» ЗАДАЧА: Подсчитайте строки листинга ниже, в которых встречается слово «shirt». В ответе укажите только число.

» Записи координатной разметки:
━━━━━━━━━━━━━━━━
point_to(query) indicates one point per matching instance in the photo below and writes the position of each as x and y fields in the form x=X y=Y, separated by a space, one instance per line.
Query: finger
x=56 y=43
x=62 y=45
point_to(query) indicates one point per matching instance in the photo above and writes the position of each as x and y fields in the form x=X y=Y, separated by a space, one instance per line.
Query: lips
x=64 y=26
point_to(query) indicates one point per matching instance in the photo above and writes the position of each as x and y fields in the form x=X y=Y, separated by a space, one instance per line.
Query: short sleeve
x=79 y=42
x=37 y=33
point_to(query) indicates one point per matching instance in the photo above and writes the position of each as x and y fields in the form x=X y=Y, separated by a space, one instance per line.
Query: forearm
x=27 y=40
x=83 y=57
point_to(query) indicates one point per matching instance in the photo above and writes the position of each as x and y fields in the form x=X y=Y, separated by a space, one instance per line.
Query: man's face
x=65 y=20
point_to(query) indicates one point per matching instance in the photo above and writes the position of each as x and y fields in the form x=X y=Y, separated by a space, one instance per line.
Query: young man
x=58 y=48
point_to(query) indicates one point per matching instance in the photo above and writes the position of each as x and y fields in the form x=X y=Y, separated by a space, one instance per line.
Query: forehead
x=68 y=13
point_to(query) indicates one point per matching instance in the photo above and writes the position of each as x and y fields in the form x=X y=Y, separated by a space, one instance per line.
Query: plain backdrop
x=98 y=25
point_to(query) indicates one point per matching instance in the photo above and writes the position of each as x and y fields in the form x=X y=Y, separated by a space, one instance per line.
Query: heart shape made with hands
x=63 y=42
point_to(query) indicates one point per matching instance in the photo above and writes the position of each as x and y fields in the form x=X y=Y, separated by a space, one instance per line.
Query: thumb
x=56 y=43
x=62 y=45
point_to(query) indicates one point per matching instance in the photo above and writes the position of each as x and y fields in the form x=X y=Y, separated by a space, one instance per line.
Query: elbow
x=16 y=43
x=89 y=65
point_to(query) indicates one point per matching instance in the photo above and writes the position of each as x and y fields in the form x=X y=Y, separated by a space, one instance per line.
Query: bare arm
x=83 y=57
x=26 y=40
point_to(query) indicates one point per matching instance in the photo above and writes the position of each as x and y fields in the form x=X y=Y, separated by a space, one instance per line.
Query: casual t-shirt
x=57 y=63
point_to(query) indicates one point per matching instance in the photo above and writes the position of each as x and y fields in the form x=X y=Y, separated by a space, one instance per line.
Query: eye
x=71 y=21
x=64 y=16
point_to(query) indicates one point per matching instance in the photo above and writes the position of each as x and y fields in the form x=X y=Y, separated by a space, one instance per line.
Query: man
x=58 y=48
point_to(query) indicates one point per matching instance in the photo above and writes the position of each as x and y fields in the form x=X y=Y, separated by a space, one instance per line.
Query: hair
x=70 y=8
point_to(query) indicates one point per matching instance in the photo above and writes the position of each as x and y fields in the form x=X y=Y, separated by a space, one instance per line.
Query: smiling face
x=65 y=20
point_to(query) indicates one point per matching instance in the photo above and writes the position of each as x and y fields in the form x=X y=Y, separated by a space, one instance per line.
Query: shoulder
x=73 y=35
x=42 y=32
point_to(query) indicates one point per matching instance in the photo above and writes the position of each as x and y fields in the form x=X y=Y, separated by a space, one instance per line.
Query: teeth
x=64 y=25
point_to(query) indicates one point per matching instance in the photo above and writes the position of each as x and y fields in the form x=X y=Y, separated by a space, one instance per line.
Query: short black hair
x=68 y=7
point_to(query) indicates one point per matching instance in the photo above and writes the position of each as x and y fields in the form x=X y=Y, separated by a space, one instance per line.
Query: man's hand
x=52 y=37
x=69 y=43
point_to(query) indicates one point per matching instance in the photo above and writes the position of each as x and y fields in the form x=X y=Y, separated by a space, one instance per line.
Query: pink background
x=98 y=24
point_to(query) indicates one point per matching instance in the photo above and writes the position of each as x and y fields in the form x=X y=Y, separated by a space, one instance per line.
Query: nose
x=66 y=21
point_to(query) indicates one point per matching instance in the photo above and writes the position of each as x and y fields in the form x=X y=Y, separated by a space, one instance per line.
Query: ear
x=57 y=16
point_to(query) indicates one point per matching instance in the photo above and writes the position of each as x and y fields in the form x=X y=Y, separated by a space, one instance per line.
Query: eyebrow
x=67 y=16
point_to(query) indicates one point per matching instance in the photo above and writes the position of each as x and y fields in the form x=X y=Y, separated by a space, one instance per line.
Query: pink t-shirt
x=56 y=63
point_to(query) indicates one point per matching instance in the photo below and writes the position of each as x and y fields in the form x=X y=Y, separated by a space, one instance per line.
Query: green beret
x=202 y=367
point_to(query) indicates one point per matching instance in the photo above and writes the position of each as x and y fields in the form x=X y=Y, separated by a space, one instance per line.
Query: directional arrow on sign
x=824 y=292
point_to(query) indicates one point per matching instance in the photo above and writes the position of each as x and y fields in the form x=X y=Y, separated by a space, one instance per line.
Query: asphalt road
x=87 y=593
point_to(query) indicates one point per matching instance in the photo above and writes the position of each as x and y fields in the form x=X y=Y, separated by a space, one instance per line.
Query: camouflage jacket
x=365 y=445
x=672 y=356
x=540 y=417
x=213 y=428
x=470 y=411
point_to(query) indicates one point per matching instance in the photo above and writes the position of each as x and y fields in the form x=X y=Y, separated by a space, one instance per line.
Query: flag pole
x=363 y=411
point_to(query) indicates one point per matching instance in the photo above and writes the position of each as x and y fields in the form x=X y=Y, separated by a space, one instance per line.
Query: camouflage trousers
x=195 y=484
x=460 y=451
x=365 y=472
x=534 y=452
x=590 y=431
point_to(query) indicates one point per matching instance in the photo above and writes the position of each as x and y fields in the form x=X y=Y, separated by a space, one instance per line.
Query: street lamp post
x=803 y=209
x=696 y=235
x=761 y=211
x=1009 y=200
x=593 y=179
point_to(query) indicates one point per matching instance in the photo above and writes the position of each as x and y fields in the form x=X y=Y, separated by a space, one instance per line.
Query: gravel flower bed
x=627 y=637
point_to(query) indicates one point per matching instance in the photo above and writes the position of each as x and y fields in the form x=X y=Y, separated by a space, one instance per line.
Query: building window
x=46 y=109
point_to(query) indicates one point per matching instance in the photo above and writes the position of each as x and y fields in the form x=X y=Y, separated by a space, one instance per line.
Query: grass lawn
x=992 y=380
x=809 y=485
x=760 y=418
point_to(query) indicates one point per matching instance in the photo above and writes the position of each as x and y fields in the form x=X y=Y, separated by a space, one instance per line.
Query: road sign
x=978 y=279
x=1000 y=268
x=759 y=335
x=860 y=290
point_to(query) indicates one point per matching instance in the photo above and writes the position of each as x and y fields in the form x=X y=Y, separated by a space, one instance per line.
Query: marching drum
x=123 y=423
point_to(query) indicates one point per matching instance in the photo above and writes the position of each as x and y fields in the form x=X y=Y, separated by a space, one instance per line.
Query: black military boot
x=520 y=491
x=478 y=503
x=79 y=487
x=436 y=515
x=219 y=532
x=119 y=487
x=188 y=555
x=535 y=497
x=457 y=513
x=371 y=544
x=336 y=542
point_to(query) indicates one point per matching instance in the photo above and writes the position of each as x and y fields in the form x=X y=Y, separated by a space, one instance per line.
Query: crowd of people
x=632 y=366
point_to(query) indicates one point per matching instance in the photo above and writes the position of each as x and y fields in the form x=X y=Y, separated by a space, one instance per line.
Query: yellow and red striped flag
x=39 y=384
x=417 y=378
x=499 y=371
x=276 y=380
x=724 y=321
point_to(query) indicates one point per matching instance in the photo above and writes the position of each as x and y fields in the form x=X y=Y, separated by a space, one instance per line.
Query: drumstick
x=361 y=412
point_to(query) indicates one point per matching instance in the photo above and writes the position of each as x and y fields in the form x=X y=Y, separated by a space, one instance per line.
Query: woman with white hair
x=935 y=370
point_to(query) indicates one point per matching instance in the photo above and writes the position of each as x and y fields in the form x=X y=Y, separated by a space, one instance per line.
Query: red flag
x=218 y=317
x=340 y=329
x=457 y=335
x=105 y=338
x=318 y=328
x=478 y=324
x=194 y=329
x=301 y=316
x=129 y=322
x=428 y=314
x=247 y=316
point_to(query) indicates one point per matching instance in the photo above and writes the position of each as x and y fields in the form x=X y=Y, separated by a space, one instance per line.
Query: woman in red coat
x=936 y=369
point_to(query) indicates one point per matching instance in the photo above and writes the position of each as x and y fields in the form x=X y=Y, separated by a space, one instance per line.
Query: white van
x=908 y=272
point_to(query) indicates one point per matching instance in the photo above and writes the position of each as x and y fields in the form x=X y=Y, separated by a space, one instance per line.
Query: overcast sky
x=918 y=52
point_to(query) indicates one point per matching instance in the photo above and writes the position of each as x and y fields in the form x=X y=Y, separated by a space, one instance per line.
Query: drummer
━━━━━━━━━━━━━━━━
» РЕШЕНИЕ ЗАДАЧИ: 2